PROBLEM DETAILS: Reproduce word for word the lines of the listing below, beginning with the line containing "For each instance of the cabinet, set" and continuing through the end of the listing.

STORED ROWS:
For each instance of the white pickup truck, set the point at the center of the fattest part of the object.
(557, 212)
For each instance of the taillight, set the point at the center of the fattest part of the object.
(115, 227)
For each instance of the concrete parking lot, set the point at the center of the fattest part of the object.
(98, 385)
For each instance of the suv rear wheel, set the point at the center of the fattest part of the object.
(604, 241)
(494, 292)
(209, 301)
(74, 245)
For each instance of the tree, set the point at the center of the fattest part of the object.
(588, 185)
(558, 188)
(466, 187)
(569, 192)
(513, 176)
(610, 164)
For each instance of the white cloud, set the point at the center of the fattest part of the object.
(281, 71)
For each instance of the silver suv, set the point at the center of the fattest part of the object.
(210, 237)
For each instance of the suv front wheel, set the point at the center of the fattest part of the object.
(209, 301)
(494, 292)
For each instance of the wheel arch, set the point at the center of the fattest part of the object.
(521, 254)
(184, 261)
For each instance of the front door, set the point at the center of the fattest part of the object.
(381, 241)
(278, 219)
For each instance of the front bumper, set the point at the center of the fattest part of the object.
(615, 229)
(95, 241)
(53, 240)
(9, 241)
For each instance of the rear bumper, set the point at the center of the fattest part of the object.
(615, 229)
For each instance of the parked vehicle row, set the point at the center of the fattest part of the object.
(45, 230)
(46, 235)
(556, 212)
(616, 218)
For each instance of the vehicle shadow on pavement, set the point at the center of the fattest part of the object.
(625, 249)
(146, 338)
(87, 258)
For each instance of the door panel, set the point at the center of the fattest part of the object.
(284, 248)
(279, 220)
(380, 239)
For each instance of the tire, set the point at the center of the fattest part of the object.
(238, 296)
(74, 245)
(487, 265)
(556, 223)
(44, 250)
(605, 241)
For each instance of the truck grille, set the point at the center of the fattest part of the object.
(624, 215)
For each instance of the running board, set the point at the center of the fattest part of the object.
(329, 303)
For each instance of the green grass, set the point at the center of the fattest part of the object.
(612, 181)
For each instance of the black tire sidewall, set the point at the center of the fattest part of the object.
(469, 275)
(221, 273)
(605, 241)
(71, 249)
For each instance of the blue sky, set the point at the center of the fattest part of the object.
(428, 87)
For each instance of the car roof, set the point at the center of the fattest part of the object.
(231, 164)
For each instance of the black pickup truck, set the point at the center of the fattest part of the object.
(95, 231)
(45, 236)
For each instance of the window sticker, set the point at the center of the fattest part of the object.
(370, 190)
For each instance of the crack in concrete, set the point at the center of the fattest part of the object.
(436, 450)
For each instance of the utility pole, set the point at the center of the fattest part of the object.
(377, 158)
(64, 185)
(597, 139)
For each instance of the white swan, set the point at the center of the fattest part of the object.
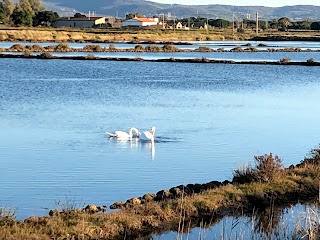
(124, 135)
(148, 135)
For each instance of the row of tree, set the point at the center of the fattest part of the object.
(281, 24)
(26, 13)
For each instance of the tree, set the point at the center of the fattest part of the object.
(315, 26)
(36, 5)
(6, 9)
(21, 16)
(26, 6)
(3, 14)
(45, 18)
(132, 15)
(284, 23)
(79, 15)
(220, 23)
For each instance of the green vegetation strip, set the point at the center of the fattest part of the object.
(46, 55)
(254, 187)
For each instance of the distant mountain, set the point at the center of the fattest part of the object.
(122, 7)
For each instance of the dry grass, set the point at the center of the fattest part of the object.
(289, 185)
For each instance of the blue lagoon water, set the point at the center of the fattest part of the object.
(210, 119)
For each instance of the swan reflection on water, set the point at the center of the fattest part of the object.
(131, 140)
(134, 143)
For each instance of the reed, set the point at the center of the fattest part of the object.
(275, 186)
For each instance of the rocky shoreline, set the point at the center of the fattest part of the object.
(48, 56)
(167, 47)
(266, 184)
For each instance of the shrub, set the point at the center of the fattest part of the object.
(153, 48)
(62, 47)
(45, 55)
(139, 48)
(170, 48)
(203, 49)
(267, 169)
(18, 48)
(112, 48)
(285, 60)
(311, 60)
(7, 216)
(237, 49)
(92, 48)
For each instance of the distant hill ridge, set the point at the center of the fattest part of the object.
(120, 8)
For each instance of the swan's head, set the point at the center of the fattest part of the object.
(153, 130)
(134, 130)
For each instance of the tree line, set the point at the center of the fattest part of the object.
(282, 24)
(26, 13)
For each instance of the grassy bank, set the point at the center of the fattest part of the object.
(77, 35)
(47, 56)
(117, 35)
(259, 186)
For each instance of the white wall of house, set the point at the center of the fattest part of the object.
(79, 23)
(137, 23)
(131, 23)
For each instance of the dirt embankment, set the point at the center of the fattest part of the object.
(252, 188)
(73, 35)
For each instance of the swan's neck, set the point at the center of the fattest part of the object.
(135, 130)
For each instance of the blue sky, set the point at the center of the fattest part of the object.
(269, 3)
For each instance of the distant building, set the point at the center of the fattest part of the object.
(140, 22)
(80, 22)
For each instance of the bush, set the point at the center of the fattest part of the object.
(267, 169)
(112, 48)
(153, 48)
(18, 48)
(285, 60)
(170, 48)
(62, 47)
(311, 60)
(139, 48)
(45, 55)
(203, 49)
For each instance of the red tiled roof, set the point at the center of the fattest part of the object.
(144, 20)
(79, 19)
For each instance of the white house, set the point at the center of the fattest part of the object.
(79, 22)
(140, 22)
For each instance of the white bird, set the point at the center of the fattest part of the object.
(124, 135)
(148, 135)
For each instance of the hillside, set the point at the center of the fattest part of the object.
(121, 8)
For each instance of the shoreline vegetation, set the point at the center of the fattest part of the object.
(46, 34)
(90, 57)
(45, 52)
(255, 188)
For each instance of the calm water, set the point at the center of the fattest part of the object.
(227, 45)
(210, 119)
(280, 224)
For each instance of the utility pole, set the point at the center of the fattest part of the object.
(233, 26)
(163, 21)
(257, 23)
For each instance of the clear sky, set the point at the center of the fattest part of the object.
(269, 3)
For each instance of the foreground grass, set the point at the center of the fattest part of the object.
(115, 35)
(252, 188)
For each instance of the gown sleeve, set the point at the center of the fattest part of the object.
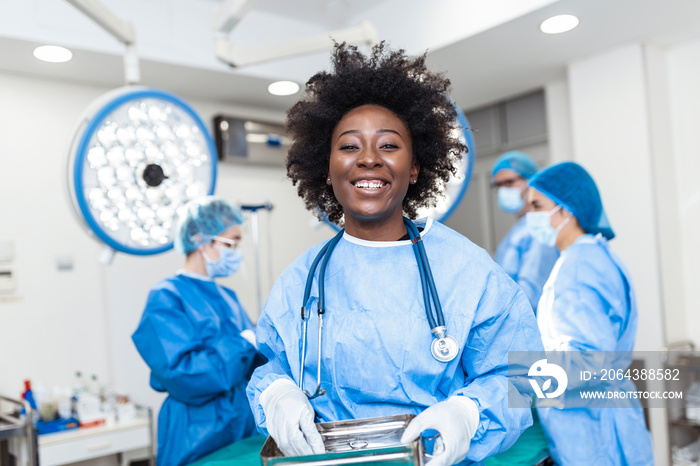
(192, 364)
(503, 322)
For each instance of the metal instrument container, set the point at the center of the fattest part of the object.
(358, 441)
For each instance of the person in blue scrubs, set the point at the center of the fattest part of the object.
(588, 304)
(373, 142)
(198, 340)
(528, 262)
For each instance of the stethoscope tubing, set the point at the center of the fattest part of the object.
(427, 286)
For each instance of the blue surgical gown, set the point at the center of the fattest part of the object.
(526, 260)
(376, 358)
(588, 304)
(189, 335)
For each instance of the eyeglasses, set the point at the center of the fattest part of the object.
(509, 183)
(229, 243)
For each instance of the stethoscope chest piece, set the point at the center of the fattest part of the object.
(444, 348)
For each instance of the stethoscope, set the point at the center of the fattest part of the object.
(443, 348)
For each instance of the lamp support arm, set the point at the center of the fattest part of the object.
(120, 29)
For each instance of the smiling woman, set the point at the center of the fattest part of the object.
(373, 142)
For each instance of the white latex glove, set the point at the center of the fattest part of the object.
(249, 335)
(290, 419)
(456, 419)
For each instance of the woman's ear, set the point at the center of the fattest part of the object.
(415, 170)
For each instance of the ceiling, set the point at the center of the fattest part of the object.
(509, 58)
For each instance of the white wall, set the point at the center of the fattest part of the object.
(634, 126)
(684, 94)
(610, 122)
(63, 321)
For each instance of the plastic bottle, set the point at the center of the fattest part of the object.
(94, 387)
(63, 400)
(28, 396)
(79, 384)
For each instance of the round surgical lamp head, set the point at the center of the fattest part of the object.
(456, 188)
(138, 155)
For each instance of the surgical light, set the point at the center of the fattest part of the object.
(53, 54)
(283, 88)
(558, 24)
(139, 155)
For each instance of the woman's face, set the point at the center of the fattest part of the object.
(371, 166)
(538, 202)
(211, 249)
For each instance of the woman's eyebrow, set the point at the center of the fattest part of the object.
(379, 131)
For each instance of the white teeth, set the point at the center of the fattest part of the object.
(369, 184)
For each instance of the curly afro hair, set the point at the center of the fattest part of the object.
(389, 79)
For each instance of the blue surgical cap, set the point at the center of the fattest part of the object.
(517, 161)
(569, 185)
(203, 218)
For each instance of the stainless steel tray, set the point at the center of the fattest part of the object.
(358, 441)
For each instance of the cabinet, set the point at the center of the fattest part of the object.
(17, 437)
(130, 440)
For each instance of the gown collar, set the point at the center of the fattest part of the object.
(426, 222)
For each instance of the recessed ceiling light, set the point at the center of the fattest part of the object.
(558, 24)
(53, 54)
(283, 88)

PROBLEM SOLUTION:
For each instance of the cabinet, set the point at the center of the fattest part of the object.
(17, 437)
(130, 440)
For each instance of the gown collar, set the point at the center of the fattest part of the object.
(426, 222)
For each instance of the recessed ceiling light, set the point at the center of the fattest part of the object.
(558, 24)
(53, 54)
(283, 88)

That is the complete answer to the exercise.